* WHAT THE EXERCISE ASKS
Report how many lines below contain the word "like". Write only that number.

Segment Open

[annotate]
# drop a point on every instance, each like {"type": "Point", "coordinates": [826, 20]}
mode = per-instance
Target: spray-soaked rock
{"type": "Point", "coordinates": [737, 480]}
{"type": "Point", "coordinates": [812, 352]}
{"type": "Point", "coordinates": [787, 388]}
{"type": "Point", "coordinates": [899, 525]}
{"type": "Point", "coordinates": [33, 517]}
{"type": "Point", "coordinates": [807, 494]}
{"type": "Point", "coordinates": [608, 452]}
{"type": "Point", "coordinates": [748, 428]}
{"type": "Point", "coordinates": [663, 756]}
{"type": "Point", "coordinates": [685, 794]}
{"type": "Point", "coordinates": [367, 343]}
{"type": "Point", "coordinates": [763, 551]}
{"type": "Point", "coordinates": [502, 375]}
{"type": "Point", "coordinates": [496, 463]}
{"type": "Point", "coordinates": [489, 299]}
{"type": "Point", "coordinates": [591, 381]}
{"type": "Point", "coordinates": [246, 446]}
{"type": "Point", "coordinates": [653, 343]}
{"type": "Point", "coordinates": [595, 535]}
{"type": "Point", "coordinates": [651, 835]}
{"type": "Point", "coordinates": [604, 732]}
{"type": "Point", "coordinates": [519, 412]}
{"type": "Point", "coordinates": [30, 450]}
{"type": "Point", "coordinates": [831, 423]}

Segment Closed
Segment Open

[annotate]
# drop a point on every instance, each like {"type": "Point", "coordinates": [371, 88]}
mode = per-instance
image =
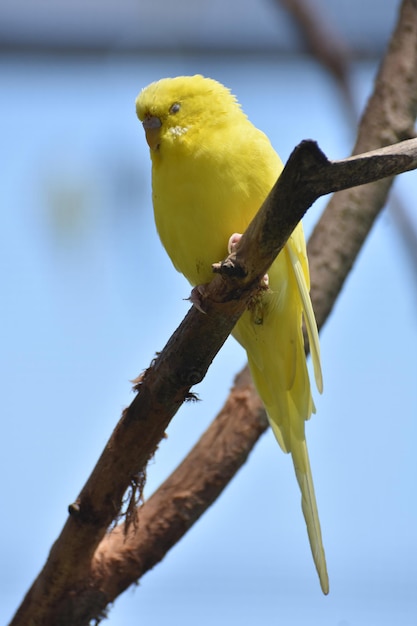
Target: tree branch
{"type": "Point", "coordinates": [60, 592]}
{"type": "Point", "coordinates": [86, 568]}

Segment Closed

* TASK SOLUTION
2